▶ [Task] The data follows this line. Copy verbatim the line with "Would you mind annotating the white jacket" and each line after it to the end.

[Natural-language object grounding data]
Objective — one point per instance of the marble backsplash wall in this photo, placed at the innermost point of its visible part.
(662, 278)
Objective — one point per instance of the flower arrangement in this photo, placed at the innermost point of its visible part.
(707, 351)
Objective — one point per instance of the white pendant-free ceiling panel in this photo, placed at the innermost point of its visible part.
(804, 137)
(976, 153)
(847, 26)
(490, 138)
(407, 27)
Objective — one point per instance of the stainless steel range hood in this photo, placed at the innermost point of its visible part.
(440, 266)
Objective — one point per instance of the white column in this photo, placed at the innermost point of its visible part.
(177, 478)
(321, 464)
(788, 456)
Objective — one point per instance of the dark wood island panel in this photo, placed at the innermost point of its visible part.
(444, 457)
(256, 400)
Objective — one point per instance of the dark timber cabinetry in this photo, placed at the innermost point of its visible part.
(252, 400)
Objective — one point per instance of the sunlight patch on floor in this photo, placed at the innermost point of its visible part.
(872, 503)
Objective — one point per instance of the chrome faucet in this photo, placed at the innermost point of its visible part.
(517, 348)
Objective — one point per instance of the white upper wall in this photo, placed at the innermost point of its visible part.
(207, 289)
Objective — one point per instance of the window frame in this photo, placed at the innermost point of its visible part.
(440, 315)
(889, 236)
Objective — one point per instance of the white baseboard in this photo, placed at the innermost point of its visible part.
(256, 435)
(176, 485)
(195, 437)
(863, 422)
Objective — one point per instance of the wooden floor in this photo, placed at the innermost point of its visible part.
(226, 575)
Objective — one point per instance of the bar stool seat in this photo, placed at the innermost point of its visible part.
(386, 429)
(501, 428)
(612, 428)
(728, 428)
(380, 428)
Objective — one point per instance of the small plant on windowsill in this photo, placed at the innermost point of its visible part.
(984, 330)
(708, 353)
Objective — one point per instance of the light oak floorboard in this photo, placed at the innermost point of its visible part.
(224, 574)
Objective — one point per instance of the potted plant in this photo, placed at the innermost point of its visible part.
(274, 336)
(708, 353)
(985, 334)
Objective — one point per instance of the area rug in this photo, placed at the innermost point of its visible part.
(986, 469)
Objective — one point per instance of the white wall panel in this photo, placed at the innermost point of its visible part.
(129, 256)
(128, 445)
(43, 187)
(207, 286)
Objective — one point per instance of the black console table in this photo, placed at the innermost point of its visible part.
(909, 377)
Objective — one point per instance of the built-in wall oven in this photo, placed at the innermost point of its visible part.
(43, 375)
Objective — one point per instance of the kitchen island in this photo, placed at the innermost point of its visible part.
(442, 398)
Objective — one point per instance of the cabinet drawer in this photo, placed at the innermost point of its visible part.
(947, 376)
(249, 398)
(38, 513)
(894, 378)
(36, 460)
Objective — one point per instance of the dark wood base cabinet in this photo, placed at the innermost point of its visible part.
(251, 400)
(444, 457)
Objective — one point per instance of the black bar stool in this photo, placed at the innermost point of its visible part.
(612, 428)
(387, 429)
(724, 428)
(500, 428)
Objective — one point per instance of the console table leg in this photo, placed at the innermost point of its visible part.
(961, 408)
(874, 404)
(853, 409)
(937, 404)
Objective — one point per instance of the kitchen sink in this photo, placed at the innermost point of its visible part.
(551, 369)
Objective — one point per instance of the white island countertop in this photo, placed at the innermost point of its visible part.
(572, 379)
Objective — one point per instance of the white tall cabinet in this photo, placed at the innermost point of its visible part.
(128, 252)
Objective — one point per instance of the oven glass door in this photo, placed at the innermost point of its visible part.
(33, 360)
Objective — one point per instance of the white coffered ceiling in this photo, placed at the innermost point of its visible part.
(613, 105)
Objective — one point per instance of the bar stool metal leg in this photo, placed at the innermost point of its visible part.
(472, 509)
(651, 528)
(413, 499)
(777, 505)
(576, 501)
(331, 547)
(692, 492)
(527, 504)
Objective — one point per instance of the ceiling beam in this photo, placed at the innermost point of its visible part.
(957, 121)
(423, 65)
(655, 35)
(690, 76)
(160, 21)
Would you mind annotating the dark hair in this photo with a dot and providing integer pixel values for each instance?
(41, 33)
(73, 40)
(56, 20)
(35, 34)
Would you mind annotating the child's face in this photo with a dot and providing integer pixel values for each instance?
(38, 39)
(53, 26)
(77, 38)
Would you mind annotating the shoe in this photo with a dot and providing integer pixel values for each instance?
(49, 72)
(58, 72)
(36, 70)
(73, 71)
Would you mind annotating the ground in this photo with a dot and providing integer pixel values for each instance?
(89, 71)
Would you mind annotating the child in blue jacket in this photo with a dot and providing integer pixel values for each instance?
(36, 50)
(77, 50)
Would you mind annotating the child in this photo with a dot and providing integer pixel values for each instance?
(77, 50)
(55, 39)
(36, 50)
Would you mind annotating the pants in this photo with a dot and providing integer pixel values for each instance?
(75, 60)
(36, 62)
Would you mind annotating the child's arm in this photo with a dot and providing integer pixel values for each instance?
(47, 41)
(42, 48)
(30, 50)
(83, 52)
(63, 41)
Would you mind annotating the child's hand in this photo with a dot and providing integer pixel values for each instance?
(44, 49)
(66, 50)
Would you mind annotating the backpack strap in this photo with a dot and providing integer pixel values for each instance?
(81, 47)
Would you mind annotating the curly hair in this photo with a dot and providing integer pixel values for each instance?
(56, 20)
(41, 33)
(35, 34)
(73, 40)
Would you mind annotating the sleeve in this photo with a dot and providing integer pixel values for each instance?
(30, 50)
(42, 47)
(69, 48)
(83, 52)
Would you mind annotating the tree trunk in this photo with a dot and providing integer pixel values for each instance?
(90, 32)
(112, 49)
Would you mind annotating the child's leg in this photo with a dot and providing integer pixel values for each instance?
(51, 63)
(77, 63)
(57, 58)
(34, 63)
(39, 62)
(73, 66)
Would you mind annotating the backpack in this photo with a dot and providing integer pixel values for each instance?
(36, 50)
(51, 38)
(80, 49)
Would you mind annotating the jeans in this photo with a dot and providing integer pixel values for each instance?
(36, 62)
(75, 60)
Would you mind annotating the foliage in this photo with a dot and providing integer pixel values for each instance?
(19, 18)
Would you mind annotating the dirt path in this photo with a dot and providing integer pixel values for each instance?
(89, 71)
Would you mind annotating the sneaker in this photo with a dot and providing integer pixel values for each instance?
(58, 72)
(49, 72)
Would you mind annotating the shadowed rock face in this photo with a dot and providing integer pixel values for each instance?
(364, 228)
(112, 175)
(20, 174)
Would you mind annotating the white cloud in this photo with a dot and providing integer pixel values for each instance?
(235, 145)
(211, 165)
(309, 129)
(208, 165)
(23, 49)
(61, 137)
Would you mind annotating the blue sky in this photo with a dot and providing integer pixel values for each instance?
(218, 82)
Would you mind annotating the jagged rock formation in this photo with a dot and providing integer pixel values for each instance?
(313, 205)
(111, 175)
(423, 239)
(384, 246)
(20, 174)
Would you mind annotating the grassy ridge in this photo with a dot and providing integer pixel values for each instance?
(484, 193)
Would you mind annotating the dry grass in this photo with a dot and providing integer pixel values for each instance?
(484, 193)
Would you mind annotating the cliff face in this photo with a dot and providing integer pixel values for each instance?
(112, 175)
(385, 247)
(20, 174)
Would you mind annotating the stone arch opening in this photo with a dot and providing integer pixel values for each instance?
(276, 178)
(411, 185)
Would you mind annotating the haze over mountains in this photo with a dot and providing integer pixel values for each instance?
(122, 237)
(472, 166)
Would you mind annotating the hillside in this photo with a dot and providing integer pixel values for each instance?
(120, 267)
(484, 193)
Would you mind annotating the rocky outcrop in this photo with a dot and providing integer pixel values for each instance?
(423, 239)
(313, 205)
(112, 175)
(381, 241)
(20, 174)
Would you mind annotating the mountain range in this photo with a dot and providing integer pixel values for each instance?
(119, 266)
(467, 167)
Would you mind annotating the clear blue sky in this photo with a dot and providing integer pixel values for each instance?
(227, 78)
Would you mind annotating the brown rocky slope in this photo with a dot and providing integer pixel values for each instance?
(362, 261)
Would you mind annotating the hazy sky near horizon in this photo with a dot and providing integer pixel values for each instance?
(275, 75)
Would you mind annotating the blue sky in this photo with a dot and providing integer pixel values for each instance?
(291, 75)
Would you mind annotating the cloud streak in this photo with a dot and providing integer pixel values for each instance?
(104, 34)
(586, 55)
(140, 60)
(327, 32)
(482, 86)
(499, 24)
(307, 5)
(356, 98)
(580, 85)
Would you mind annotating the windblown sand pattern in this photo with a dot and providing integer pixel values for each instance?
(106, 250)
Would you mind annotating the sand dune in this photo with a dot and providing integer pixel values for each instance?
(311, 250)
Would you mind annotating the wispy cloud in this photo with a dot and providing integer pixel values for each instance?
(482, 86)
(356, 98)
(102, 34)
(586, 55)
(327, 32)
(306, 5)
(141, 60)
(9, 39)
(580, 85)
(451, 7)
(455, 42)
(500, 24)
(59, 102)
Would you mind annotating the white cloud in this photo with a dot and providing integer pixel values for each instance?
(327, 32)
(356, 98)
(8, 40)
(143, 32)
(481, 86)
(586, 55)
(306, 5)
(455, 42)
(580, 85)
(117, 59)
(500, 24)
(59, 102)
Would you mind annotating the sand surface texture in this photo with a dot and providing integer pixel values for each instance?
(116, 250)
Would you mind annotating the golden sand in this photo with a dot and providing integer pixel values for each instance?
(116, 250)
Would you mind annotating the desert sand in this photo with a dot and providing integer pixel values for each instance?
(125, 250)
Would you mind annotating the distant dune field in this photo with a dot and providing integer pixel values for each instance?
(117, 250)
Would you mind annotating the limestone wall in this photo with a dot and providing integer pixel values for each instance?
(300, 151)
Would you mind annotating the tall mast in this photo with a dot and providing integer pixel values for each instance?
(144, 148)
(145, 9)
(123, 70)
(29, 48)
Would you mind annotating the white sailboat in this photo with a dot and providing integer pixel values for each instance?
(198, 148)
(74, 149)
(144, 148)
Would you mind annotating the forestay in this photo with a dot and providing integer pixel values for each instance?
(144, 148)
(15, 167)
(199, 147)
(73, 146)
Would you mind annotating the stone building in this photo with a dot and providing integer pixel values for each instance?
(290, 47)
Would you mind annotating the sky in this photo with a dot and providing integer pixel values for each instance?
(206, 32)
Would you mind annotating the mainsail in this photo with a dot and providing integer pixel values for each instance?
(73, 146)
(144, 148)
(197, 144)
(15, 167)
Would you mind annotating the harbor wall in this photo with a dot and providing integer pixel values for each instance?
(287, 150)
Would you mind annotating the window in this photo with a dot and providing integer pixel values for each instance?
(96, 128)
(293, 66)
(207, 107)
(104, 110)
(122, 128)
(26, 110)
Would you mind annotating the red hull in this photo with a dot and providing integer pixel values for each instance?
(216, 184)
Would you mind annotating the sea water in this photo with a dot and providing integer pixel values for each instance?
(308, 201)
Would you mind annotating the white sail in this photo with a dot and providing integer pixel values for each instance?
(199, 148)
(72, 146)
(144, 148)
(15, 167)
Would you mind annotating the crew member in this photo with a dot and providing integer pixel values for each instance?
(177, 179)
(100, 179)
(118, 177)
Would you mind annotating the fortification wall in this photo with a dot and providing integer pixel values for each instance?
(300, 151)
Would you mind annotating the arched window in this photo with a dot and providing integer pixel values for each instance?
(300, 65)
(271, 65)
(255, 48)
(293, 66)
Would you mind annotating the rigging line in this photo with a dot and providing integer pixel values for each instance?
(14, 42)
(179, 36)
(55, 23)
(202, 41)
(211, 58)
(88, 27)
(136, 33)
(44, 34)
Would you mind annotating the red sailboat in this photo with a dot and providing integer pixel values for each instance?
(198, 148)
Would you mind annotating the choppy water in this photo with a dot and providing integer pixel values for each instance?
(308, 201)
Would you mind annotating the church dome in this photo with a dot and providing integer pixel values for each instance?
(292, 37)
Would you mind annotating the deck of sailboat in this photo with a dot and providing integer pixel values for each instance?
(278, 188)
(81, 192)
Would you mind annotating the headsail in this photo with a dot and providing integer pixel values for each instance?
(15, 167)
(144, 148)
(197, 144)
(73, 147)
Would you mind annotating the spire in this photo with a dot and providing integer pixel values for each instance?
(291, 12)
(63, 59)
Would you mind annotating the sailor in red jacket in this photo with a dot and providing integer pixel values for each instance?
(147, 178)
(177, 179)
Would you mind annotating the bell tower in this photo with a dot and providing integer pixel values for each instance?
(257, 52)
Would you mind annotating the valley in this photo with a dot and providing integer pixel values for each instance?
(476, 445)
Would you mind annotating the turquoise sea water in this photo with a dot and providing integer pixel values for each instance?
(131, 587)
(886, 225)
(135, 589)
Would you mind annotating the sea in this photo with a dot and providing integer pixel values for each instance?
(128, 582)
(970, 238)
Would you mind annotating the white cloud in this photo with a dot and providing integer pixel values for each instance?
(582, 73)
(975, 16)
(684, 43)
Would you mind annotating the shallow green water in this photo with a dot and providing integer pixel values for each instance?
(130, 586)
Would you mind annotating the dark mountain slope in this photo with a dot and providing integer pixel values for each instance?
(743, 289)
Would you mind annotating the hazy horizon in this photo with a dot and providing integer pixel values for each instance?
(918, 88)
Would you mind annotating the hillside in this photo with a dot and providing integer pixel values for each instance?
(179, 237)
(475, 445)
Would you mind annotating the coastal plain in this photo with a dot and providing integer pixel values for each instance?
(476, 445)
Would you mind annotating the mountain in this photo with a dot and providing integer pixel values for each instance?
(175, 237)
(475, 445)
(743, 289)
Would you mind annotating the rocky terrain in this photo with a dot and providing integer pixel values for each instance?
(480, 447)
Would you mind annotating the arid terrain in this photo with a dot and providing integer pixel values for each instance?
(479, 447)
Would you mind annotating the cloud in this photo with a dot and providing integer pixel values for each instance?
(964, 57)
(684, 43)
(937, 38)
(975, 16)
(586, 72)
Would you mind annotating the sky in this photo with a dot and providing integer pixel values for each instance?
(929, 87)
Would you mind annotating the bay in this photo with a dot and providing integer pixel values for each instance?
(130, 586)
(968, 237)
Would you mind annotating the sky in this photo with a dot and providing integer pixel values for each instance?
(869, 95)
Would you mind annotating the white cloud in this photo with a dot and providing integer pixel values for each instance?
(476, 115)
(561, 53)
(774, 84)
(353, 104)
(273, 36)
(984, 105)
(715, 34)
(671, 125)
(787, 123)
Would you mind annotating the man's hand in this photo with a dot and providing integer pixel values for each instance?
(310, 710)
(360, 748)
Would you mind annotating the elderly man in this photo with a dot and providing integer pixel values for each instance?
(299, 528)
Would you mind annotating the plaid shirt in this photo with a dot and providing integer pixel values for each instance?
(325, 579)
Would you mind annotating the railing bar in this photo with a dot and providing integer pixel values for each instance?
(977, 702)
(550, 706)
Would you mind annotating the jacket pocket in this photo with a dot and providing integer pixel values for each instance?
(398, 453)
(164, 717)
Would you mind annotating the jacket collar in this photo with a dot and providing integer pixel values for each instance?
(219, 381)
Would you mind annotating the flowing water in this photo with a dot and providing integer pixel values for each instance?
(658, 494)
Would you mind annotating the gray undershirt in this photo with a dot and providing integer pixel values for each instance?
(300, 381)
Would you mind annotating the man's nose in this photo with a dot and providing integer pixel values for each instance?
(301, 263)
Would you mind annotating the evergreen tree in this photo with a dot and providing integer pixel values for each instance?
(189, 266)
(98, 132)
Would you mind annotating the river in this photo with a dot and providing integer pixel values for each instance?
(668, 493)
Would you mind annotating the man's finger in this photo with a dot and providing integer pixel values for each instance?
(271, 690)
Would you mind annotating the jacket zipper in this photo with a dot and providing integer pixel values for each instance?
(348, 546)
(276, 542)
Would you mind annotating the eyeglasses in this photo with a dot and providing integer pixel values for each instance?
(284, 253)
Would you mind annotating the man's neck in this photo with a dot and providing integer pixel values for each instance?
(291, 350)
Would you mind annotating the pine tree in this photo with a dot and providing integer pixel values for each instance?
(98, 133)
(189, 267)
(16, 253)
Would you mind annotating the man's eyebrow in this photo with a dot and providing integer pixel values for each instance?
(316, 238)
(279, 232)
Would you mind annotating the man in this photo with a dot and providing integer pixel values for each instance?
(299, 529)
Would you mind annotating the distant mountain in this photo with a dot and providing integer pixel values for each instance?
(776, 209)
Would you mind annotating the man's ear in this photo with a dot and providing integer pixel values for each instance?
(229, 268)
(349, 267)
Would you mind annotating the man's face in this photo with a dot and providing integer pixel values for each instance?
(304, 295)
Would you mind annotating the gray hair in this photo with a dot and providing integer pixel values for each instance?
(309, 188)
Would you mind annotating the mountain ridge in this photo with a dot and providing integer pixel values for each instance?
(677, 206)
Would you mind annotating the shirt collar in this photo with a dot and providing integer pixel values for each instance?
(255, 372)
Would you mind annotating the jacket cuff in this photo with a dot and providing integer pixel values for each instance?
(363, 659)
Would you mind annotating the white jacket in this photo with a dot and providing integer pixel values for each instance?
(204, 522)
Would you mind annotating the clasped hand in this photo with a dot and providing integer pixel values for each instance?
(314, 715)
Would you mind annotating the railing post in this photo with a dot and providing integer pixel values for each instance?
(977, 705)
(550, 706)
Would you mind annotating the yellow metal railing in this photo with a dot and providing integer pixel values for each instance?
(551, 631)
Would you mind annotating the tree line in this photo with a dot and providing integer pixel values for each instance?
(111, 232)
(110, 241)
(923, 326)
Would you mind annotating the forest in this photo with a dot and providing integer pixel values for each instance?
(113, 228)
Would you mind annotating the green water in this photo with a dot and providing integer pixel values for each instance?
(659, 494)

▶ [Result]
Would you mind annotating the white jacket in this photo with a dot and providing integer pixel values for each instance?
(204, 522)
Would you mind annotating the clasped hand in this photo with a dot and providing integer pixel values for each instance?
(314, 715)
Would you mind annotating the railing post in this photo with a dot and providing integer pixel values for each instance?
(977, 705)
(550, 706)
Would you mind annotating the yellow metal railing in this photo with a dot and providing integer pixel values for each instance?
(551, 631)
Would you mind annotating the tree line in this photo with a dot and providing integer pixel values for each instance?
(111, 232)
(110, 241)
(923, 326)
Would you mind annotating the forest in this photo with a dot and providing integer pixel values for each instance?
(113, 228)
Would you mind annotating the green water in this photo with a dot and providing integer pixel values for each instance?
(659, 494)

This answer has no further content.